## EXERCISE INPUTS
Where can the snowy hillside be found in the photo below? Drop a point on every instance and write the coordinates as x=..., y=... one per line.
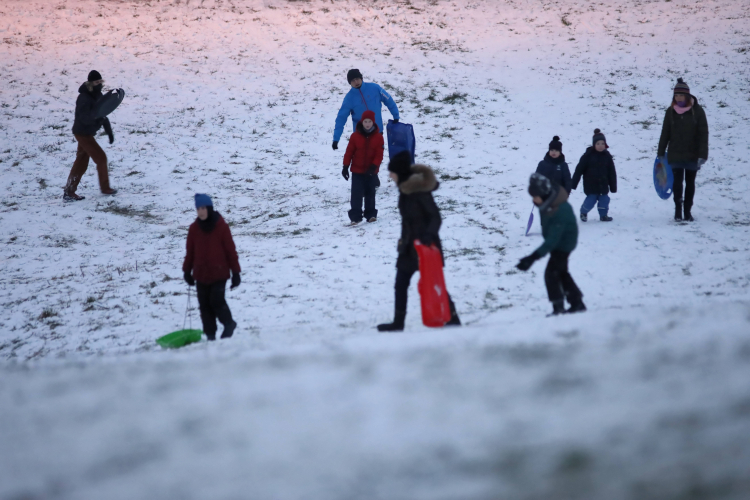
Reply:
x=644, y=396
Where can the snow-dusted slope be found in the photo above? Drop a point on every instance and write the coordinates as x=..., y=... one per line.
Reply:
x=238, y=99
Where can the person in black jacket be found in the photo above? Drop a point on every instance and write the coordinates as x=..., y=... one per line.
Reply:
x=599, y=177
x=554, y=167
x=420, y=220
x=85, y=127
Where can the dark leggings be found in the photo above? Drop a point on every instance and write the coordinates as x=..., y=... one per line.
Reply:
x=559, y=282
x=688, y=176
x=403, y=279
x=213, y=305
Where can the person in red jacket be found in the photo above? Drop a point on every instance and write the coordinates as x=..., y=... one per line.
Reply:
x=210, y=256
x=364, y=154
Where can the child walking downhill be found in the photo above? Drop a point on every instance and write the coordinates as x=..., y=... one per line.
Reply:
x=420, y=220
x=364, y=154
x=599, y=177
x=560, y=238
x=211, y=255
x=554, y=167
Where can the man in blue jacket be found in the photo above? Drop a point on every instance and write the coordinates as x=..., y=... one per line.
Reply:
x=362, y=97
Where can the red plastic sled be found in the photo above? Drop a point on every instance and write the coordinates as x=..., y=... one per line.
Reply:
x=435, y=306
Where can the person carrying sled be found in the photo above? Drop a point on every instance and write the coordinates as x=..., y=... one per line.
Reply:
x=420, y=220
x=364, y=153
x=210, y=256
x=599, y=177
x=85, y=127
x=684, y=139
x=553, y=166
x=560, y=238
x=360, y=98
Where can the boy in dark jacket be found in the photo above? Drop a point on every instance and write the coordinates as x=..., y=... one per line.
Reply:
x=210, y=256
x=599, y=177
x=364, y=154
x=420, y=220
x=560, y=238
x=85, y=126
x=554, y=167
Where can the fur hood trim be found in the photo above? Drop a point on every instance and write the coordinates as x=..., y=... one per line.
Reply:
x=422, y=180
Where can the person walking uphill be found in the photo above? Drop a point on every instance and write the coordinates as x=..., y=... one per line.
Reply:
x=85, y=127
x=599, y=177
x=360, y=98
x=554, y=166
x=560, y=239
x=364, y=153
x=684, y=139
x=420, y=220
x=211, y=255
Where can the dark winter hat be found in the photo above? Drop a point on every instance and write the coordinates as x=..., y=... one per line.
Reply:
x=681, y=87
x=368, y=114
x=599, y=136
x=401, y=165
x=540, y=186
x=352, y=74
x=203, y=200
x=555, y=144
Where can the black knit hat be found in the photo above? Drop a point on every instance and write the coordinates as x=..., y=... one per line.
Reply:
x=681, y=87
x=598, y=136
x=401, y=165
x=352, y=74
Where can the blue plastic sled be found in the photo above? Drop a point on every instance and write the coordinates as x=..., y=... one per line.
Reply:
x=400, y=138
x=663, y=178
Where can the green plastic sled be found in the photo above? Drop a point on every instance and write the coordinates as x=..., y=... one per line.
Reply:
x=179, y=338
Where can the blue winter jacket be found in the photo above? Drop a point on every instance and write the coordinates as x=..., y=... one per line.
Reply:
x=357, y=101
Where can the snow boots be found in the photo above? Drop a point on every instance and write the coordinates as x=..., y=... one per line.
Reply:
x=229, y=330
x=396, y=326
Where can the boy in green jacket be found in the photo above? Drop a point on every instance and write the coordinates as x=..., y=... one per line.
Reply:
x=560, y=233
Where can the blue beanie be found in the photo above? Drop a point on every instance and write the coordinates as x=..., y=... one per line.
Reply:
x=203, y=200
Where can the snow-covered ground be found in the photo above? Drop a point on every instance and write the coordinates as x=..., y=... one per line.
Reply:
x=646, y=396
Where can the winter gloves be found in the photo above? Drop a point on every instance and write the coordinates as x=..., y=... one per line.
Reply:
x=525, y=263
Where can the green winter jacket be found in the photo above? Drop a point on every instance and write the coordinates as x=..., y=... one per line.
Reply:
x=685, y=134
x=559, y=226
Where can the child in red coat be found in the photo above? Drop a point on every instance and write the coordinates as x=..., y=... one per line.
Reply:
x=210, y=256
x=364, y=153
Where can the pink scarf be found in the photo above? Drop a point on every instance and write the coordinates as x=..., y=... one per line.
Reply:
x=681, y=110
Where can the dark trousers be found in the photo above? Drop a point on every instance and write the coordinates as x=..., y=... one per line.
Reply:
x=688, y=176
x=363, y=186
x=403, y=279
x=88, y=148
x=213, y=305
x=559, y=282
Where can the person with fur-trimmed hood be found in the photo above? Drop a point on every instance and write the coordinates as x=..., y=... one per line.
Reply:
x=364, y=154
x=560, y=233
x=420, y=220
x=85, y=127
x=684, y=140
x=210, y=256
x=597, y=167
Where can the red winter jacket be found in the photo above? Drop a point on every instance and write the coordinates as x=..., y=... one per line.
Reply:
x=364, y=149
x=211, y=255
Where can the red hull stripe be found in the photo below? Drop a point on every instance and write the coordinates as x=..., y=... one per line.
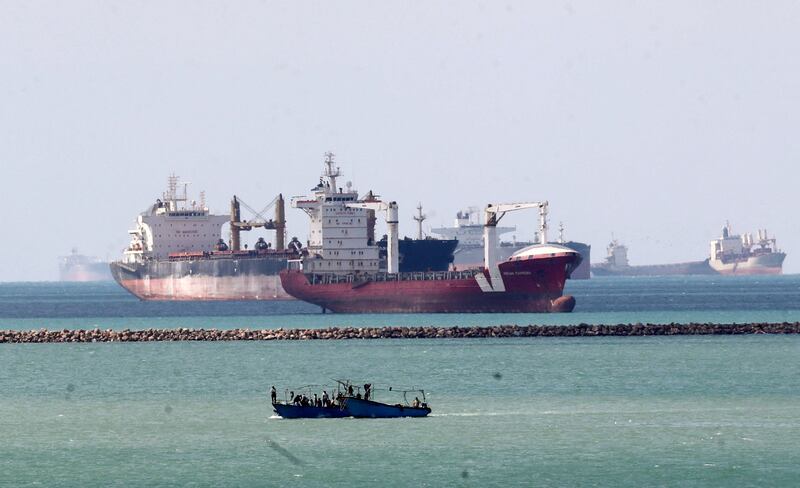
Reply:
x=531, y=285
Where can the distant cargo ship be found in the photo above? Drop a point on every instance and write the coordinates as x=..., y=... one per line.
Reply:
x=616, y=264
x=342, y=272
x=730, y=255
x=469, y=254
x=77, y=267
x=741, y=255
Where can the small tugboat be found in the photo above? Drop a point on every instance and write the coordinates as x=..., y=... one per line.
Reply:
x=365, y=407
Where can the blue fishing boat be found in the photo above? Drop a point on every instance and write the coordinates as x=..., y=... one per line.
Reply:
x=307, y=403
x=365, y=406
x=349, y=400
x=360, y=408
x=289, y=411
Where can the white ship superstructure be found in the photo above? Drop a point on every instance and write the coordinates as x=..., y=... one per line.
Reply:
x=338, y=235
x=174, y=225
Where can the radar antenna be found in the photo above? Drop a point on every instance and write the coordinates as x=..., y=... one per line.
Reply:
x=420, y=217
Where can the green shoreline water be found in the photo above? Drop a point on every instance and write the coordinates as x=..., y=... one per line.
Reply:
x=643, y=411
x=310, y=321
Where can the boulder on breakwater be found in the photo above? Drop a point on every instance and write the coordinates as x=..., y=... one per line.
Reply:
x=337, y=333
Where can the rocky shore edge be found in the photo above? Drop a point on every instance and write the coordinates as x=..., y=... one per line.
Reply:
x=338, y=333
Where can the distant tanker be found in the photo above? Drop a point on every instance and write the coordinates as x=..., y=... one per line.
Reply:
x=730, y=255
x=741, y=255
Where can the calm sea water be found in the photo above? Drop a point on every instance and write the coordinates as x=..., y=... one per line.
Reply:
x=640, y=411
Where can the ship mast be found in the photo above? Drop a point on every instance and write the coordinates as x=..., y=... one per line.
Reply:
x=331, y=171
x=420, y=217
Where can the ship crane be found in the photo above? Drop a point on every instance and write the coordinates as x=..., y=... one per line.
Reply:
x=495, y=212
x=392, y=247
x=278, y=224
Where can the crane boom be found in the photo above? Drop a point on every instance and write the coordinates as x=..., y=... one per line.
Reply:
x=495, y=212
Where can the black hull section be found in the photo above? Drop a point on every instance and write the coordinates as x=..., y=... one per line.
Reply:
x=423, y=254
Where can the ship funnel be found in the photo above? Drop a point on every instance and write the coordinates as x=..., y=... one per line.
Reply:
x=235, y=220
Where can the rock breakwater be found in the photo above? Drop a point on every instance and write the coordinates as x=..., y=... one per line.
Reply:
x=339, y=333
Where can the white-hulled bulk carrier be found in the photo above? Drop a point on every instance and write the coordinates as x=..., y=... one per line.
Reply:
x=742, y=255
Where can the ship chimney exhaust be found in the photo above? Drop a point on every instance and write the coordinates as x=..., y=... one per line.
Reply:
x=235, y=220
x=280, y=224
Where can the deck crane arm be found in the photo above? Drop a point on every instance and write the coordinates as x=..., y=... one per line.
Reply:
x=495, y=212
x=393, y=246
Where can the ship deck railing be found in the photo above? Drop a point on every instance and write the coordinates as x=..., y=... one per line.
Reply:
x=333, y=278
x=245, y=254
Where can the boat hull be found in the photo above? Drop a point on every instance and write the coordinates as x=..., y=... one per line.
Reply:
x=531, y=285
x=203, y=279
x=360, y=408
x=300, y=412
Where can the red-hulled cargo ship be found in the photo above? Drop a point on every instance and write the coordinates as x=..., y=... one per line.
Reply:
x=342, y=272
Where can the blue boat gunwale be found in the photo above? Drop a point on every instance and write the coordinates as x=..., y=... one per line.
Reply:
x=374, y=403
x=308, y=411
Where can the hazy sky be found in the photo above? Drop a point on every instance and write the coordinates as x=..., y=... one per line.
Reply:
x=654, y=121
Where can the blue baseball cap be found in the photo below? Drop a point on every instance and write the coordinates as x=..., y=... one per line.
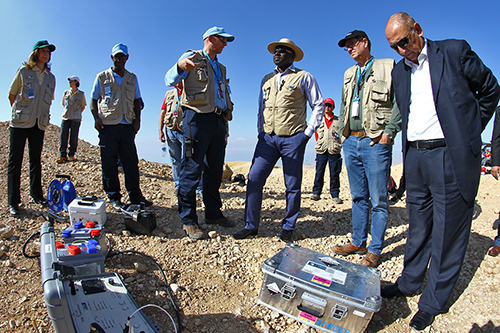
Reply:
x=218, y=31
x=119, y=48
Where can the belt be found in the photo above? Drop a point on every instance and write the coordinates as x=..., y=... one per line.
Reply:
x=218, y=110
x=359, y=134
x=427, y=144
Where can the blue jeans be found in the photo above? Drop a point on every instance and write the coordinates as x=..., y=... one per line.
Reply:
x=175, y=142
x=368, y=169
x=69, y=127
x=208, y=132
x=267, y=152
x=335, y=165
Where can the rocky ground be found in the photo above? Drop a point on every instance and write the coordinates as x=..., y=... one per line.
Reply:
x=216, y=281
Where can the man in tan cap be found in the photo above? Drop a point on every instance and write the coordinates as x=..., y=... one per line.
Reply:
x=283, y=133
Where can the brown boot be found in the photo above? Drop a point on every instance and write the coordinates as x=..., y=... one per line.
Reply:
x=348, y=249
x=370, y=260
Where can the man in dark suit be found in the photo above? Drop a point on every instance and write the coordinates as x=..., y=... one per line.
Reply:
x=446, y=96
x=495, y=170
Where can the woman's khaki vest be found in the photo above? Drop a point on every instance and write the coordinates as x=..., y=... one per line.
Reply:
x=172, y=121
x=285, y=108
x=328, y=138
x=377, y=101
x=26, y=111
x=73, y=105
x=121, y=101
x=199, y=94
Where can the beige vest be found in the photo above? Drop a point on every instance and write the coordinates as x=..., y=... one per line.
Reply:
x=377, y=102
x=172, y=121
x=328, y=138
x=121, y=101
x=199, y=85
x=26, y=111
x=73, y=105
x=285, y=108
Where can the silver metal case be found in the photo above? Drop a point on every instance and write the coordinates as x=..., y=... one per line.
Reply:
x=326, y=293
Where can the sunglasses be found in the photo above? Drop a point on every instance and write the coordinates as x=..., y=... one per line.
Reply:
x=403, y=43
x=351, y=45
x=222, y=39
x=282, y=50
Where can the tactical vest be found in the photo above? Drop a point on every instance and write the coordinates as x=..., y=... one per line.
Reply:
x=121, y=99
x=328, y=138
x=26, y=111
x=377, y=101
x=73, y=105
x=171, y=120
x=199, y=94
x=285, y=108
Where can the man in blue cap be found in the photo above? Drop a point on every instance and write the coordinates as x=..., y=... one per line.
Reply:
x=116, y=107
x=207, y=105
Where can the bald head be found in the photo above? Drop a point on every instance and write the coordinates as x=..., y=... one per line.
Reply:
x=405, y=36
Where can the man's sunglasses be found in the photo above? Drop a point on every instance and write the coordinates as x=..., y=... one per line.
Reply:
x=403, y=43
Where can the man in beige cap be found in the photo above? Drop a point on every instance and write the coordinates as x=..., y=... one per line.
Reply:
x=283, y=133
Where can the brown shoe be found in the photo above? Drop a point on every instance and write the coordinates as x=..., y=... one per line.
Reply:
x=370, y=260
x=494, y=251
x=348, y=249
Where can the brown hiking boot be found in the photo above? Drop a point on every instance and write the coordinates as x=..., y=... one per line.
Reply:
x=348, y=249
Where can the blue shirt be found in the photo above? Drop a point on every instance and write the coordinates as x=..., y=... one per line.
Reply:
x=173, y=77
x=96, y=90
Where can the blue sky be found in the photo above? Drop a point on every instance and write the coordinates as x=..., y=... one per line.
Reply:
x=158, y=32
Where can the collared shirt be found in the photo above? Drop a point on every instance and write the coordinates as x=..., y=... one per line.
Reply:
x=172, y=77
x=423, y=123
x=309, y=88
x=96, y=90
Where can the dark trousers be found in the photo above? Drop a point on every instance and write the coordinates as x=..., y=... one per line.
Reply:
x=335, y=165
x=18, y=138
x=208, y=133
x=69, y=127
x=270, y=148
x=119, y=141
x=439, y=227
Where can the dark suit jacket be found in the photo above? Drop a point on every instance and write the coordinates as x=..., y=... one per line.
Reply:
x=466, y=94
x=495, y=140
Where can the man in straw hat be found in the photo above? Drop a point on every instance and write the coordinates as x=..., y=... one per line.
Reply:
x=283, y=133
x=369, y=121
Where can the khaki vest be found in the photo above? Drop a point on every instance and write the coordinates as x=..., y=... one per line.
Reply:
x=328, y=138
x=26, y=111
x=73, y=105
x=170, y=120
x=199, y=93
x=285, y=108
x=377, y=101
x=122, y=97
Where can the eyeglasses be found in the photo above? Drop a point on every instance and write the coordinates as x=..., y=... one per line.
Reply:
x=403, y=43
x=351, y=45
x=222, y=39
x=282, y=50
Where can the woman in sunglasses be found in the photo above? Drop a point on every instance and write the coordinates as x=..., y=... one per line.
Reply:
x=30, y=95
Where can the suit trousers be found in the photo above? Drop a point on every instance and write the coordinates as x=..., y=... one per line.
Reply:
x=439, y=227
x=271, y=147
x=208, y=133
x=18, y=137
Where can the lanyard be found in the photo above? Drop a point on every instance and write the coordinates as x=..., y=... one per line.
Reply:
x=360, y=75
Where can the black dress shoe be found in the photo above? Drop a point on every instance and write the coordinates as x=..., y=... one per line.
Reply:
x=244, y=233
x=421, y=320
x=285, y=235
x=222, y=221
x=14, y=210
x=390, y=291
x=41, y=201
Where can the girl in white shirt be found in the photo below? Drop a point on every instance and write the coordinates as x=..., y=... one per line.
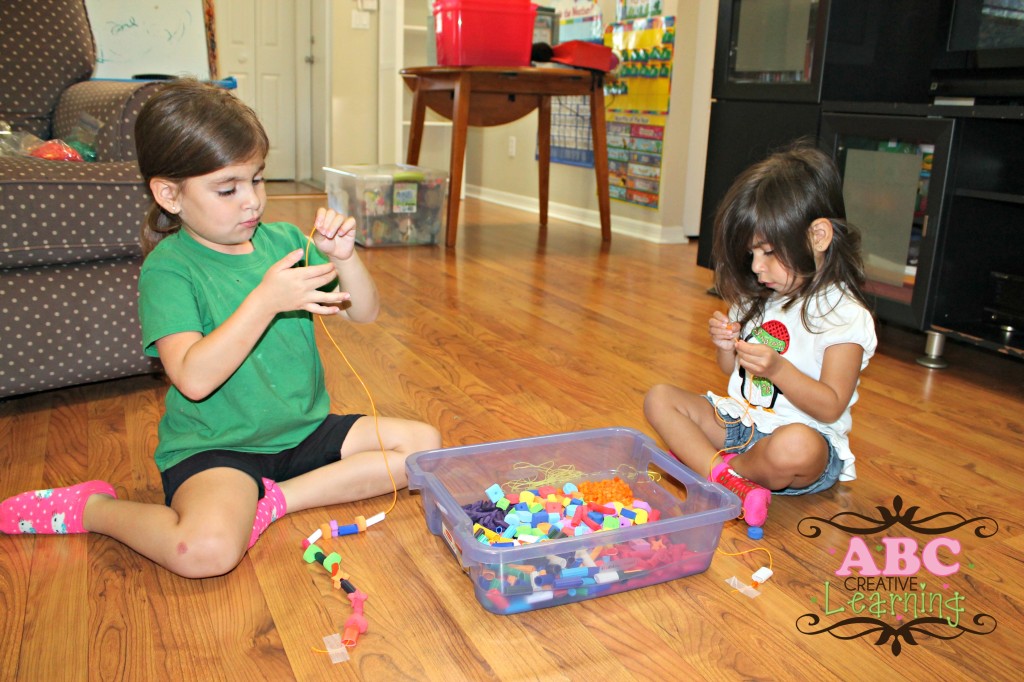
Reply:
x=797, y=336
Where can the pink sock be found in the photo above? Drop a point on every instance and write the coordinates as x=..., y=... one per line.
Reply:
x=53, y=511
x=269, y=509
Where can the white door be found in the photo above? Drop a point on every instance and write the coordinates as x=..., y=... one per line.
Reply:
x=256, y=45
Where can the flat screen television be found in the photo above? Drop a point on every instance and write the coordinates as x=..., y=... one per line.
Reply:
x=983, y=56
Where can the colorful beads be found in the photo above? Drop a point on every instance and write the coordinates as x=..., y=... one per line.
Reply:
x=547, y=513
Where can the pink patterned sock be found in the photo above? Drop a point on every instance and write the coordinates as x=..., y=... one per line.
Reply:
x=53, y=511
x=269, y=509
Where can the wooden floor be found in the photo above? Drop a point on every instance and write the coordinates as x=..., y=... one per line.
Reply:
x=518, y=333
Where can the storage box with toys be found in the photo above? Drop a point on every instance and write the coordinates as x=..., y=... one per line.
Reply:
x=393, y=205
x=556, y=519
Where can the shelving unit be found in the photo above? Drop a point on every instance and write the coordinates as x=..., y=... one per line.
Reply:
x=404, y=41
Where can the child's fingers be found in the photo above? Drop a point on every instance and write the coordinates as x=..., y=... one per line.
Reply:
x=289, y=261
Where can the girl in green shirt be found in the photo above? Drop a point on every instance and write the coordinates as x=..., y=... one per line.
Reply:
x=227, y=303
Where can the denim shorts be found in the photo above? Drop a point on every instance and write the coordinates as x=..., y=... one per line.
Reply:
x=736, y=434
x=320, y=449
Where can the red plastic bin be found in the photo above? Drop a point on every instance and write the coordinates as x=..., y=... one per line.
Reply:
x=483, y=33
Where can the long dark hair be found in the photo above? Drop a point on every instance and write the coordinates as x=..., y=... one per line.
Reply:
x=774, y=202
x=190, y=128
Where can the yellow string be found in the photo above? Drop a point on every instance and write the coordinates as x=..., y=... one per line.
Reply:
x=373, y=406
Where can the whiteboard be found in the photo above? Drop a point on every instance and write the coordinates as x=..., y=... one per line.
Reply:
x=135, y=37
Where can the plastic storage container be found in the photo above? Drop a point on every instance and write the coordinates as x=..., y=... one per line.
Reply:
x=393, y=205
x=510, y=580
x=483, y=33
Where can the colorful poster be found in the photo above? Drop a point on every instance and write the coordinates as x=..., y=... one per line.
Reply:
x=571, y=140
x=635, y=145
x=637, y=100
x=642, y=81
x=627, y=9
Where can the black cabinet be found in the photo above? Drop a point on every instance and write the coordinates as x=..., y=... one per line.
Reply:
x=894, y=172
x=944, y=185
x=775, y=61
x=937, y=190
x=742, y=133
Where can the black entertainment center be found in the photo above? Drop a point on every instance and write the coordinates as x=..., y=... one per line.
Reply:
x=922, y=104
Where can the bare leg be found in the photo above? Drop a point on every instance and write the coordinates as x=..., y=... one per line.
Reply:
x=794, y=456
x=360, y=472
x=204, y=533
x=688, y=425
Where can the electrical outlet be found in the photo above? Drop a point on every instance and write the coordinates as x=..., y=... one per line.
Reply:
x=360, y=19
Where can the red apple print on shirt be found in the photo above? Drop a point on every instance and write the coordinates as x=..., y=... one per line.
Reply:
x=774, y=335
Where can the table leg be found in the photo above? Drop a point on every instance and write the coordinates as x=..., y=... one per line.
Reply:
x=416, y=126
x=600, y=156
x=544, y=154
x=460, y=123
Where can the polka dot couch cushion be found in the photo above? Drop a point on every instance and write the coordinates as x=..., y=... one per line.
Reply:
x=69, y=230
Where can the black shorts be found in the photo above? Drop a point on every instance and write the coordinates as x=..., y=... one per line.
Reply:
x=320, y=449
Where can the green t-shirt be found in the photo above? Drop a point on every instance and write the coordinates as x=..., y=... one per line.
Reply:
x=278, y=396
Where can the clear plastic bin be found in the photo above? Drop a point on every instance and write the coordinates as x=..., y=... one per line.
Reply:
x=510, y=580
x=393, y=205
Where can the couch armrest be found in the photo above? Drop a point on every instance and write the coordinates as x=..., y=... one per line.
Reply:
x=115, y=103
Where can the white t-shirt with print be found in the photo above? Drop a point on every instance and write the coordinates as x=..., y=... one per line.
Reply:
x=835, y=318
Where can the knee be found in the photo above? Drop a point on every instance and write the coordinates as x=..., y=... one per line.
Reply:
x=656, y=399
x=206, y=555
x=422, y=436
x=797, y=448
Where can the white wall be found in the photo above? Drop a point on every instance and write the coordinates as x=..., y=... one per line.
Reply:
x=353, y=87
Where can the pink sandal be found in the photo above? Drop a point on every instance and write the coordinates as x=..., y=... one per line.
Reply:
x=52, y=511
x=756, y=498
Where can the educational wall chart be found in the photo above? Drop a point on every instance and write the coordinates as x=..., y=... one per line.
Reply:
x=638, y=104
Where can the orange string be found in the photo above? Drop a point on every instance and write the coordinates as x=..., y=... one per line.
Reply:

## WORK REQUIRED
Write out the entries again word for word, beginning at the line that contains "Where can the white t-shirt" and stopping after the line that contains "x=797, y=448".

## THE RESULT
Where can the white t-shirt with print be found in the photo above? Drop a point on every instance and write the coordinates as x=..., y=... one per line.
Reply:
x=835, y=318
Where can the knee be found in the photo above? Drop a point on every instance and write the coordinates as x=..., y=... one per line.
Reply:
x=656, y=399
x=206, y=555
x=422, y=436
x=797, y=448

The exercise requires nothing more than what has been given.